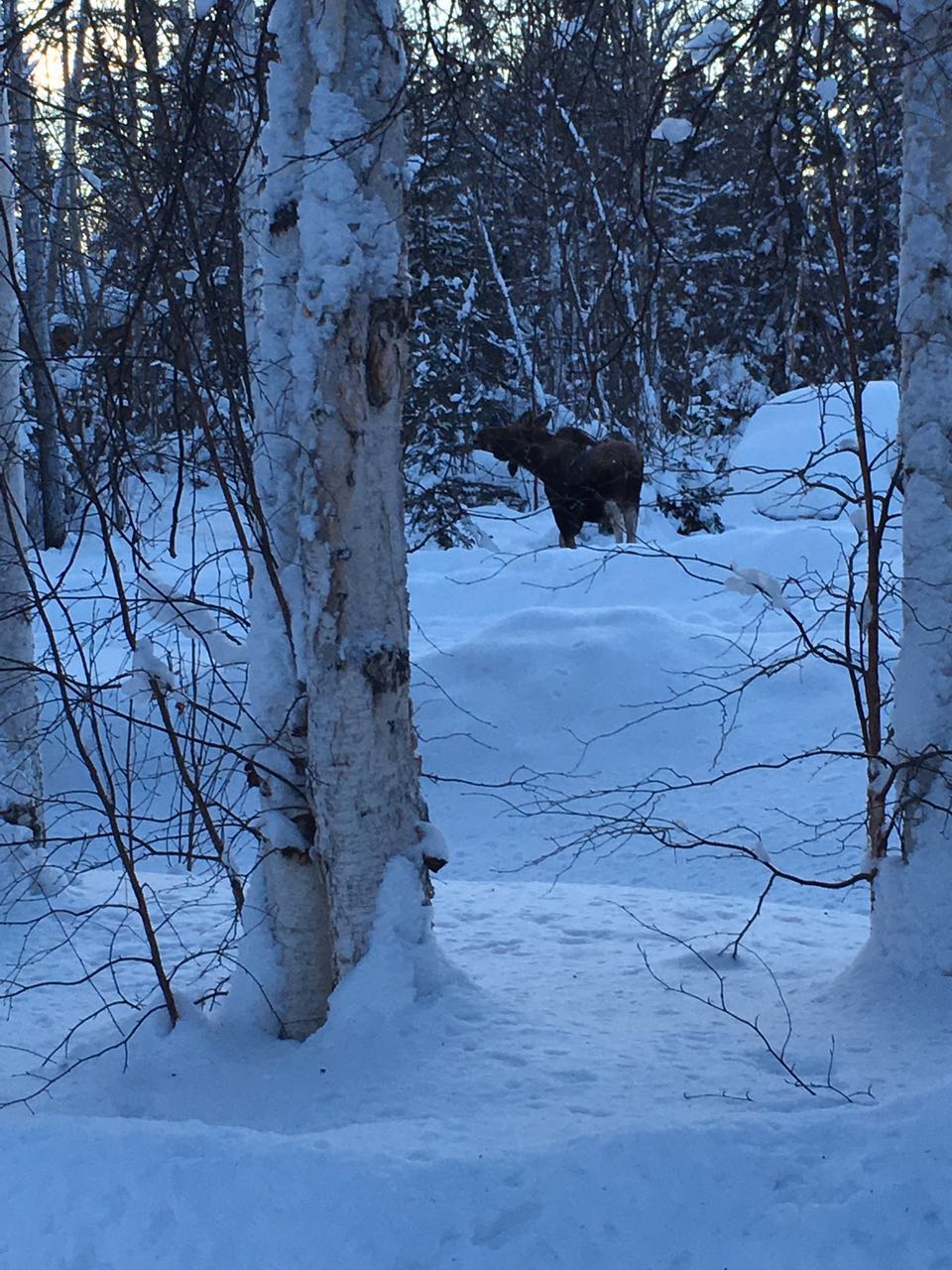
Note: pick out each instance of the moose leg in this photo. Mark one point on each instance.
(631, 524)
(567, 522)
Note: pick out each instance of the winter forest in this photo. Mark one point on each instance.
(476, 635)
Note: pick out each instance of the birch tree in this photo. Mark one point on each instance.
(914, 893)
(335, 756)
(21, 815)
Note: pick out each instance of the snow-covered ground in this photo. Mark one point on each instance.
(574, 1072)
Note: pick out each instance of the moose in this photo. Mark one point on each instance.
(585, 480)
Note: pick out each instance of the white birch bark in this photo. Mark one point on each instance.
(329, 649)
(21, 786)
(26, 146)
(912, 908)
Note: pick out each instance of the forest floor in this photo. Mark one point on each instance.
(575, 1072)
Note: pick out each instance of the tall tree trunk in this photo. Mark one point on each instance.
(330, 670)
(912, 912)
(37, 289)
(21, 786)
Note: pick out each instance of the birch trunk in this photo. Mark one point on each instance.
(911, 916)
(330, 670)
(21, 786)
(37, 286)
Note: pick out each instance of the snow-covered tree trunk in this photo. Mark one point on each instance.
(330, 670)
(912, 912)
(37, 285)
(21, 788)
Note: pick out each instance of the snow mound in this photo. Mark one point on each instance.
(797, 457)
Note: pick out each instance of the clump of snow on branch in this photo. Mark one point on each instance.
(826, 90)
(149, 670)
(194, 619)
(756, 581)
(710, 42)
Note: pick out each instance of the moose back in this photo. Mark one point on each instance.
(585, 480)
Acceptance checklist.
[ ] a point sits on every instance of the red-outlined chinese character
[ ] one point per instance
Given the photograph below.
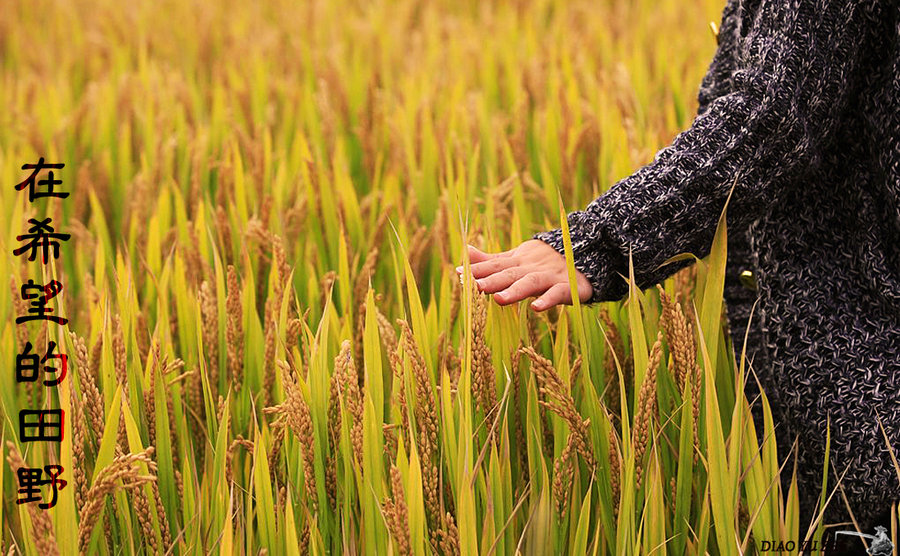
(49, 426)
(41, 236)
(39, 308)
(30, 483)
(30, 183)
(28, 364)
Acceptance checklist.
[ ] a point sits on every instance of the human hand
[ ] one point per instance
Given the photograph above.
(533, 269)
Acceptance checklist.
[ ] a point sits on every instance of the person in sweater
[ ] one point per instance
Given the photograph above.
(799, 111)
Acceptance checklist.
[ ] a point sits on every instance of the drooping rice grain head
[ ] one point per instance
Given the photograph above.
(396, 512)
(560, 401)
(269, 354)
(209, 314)
(426, 423)
(392, 347)
(615, 469)
(294, 412)
(238, 442)
(646, 409)
(613, 399)
(123, 473)
(235, 330)
(483, 381)
(449, 536)
(142, 509)
(563, 470)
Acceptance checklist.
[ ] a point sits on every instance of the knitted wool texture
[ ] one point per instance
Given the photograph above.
(799, 108)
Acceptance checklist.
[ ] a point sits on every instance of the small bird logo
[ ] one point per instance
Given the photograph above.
(881, 544)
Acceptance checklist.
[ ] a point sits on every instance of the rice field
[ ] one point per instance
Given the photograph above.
(269, 348)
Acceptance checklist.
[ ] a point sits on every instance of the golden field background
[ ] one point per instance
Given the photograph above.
(270, 351)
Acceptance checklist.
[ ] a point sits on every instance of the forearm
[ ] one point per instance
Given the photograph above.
(760, 138)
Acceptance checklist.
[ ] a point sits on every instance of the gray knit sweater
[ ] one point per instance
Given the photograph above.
(800, 105)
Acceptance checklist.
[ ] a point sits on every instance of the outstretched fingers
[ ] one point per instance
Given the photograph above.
(529, 285)
(559, 294)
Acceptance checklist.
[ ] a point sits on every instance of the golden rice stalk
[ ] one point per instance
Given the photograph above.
++++++
*AIM OF THE EXERCISE*.
Each line above should be written out again exactly, without any image.

*TASK RESULT*.
Note: pick out each instance of the moose leg in this photo. Mark one point on each instance.
(631, 524)
(567, 522)
Note: pick out each instance of the winter forest in this photo. Mark one point on each instance.
(476, 635)
Note: pick out each instance of the birch tree in this photo. Mark one point on each instance.
(914, 893)
(335, 756)
(21, 815)
Note: pick out each instance of the snow-covered ground in this photo. Mark one point on each instance.
(574, 1072)
Note: pick out each instance of the moose in this photo. Mark one point on each instance.
(585, 480)
Note: pick out each instance of the white birch bark in this photo. Mark one point on each instance.
(329, 649)
(21, 786)
(26, 146)
(912, 908)
Note: pick out each instance of the forest floor in this photo. Mark one point on each instance.
(575, 1072)
Note: pick out each instance of the tall tree trunk in this photo. Mark one point on each instance.
(330, 670)
(912, 912)
(37, 289)
(21, 786)
Note: pick out each instance of the birch trunk in this photo. Mark one point on each instance.
(911, 916)
(330, 670)
(21, 786)
(37, 286)
Note: pick out each instance of the snow-covered tree trunk in this photo. Mark one point on each instance.
(330, 670)
(912, 912)
(37, 285)
(21, 788)
Note: pick out each instance of the snow mound in this photo. Mark one point on each instance.
(797, 457)
Note: pick out each instance of the clump of snow on branch in this photo. Mark one point on each instance.
(826, 90)
(149, 670)
(194, 619)
(756, 581)
(710, 42)
Note: pick out each instance of the moose back in this photo. Mark one point on each instance.
(585, 480)
Acceptance checklist.
[ ] a point sits on every instance of the red-outlined chinese character
[ ] one point per instance
Given the photograph below.
(49, 426)
(41, 236)
(39, 308)
(30, 483)
(30, 183)
(28, 364)
Acceptance checklist.
[ ] a point sits on every instance of the human hand
[ ] one point per instance
Given the photograph above.
(533, 269)
Acceptance checklist.
[ ] a point sits on every instance of the person in sweater
[ ] one point per instance
Given the photograph above.
(799, 111)
Acceptance checklist.
[ ] a point sits on every instance of the drooping rice grain head
[ ] one point per instance
Given the photograph above.
(396, 512)
(560, 401)
(269, 354)
(209, 314)
(426, 423)
(392, 347)
(615, 469)
(294, 412)
(238, 442)
(646, 409)
(613, 399)
(123, 473)
(235, 330)
(483, 381)
(449, 536)
(142, 509)
(563, 470)
Acceptance checklist.
[ ] a point sits on every instance of the knitted wool texture
[ ] one point per instance
Given the photograph above.
(799, 108)
Acceptance checklist.
[ ] a point sits on every instance of the small bird logo
[ ] one point per instance
Given the photograph above.
(881, 544)
Acceptance checklist.
[ ] a point sits on every instance of the rice field
[ ] one point per instance
Given the photograph above.
(269, 348)
Acceptance checklist.
[ ] a point sits on every instance of the golden field background
[ ] one point per instance
Given the photograph above.
(270, 351)
Acceptance checklist.
[ ] a point sits on every instance of the forearm
[ ] one point per instance
Given the photograph above.
(760, 138)
Acceptance checklist.
[ ] a point sits on every instance of the gray knit sweater
[ ] one point per instance
Given the photograph above.
(800, 105)
Acceptance checklist.
[ ] a point sits on every instance of the outstretched fingers
[ ] one point per instance
Given the photograph above.
(529, 285)
(559, 294)
Acceptance checklist.
[ ] a point sits on every instance of the golden rice stalk
[ ] one point per instance
Given the photograph above.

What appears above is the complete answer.